**GIVEN ENTRIES**
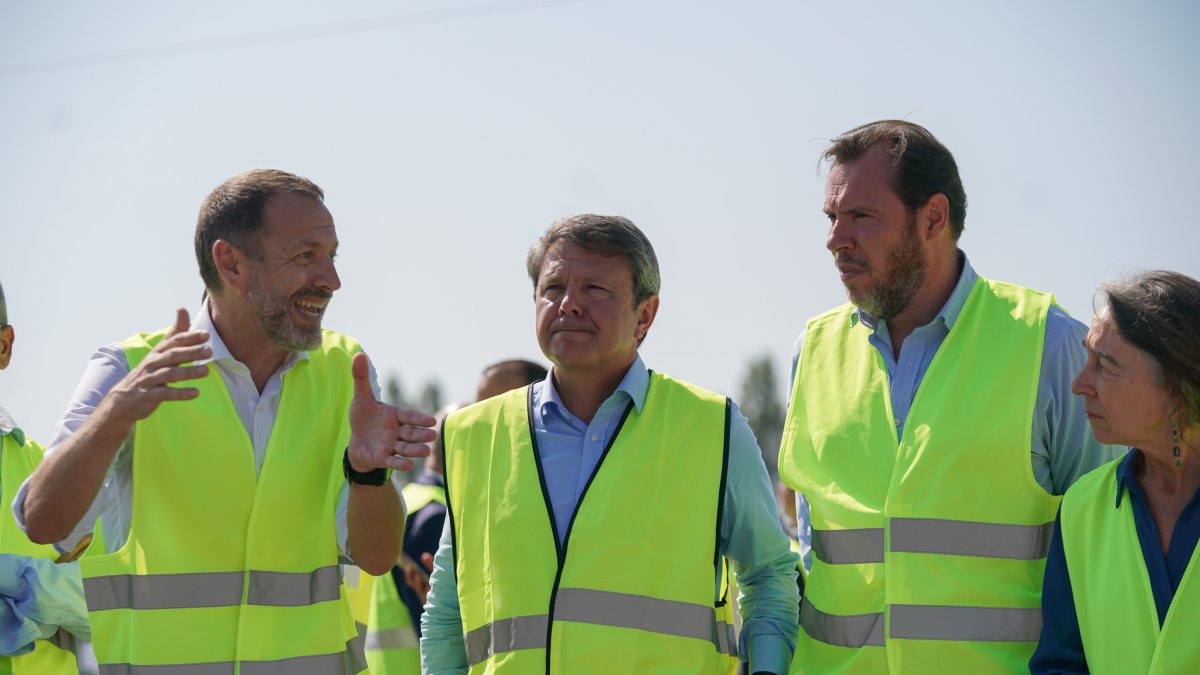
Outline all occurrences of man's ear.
[920,192,950,241]
[212,239,251,293]
[634,295,659,340]
[0,325,17,370]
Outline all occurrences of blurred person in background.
[0,277,89,675]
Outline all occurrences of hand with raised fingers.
[106,309,212,424]
[347,352,438,472]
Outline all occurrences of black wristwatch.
[342,448,391,488]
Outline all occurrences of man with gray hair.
[421,215,797,675]
[0,281,88,675]
[14,169,436,674]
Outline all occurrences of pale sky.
[0,0,1200,442]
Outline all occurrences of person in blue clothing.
[1030,271,1200,675]
[421,215,798,675]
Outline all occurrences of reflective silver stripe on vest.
[98,661,233,675]
[83,572,244,611]
[246,565,342,607]
[889,604,1042,643]
[466,614,550,665]
[800,597,883,647]
[100,643,367,675]
[713,621,738,656]
[554,589,737,653]
[812,527,883,565]
[367,626,421,650]
[892,518,1054,560]
[83,566,341,611]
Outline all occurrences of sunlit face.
[824,148,929,319]
[534,241,658,375]
[245,192,342,352]
[1070,312,1171,452]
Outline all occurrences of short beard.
[246,275,330,352]
[846,219,929,321]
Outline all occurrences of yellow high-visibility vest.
[80,331,365,675]
[1061,460,1200,675]
[0,430,78,675]
[779,279,1058,674]
[445,372,737,675]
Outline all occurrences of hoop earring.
[1171,423,1180,467]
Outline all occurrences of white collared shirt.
[12,303,379,557]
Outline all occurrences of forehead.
[540,241,634,281]
[826,148,899,202]
[263,192,337,246]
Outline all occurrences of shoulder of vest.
[979,276,1054,304]
[1062,455,1124,509]
[445,386,529,430]
[650,371,726,406]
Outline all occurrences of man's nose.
[826,217,854,251]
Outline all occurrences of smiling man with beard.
[14,169,434,674]
[779,120,1118,674]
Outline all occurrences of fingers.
[394,406,438,425]
[350,352,376,401]
[391,441,430,458]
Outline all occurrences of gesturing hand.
[348,352,438,472]
[106,309,212,424]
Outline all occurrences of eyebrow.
[1084,338,1121,368]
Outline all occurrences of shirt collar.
[850,250,979,333]
[0,407,25,446]
[191,297,308,372]
[541,354,650,416]
[1114,448,1141,508]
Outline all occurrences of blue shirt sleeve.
[421,518,467,675]
[1030,512,1087,675]
[720,404,799,674]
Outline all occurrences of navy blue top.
[1030,448,1200,675]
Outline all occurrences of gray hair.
[196,169,325,295]
[526,214,662,307]
[1100,270,1200,426]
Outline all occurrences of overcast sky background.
[0,0,1200,442]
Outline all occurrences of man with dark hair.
[0,278,86,675]
[421,215,797,675]
[14,169,434,674]
[779,120,1117,673]
[366,359,546,675]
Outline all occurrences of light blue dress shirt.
[791,251,1124,569]
[421,357,798,675]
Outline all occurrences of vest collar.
[544,354,650,426]
[0,407,25,446]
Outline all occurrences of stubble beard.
[246,269,329,352]
[846,220,929,321]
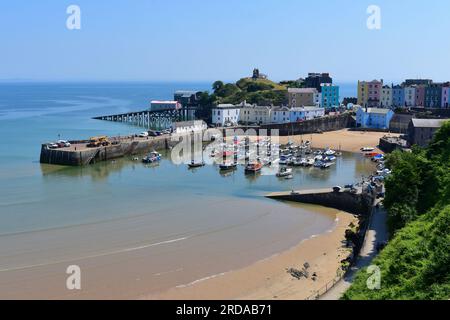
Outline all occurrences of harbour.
[0,81,384,299]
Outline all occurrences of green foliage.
[343,123,450,299]
[197,78,287,115]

**GIVEN REQUEST**
Scale every bounding-box coordinate by 1.1 in the lines between the line holding "Outline all occurrences of blue shirt sleeve." and the line holding "[366,359,546,675]", inclusive. Round each result to a whole number with halves going up, and write out all of those lines in order, leaving the text lines unchanged.

**RESPONSE TO THE EXERCISE**
Outline all occurrences of blue shirt sleeve.
[463,570,514,743]
[1133,563,1196,743]
[792,444,879,741]
Outline all occurrences of navy blue top.
[1133,493,1320,743]
Outline all occurrences of gray hair.
[216,186,358,325]
[579,235,728,338]
[1210,297,1320,469]
Outline all occurrences of overcast sky background.
[0,0,1320,486]
Outline all occurrences of man with dark hair.
[0,306,95,743]
[463,237,877,743]
[15,186,477,741]
[857,132,1229,740]
[403,395,601,743]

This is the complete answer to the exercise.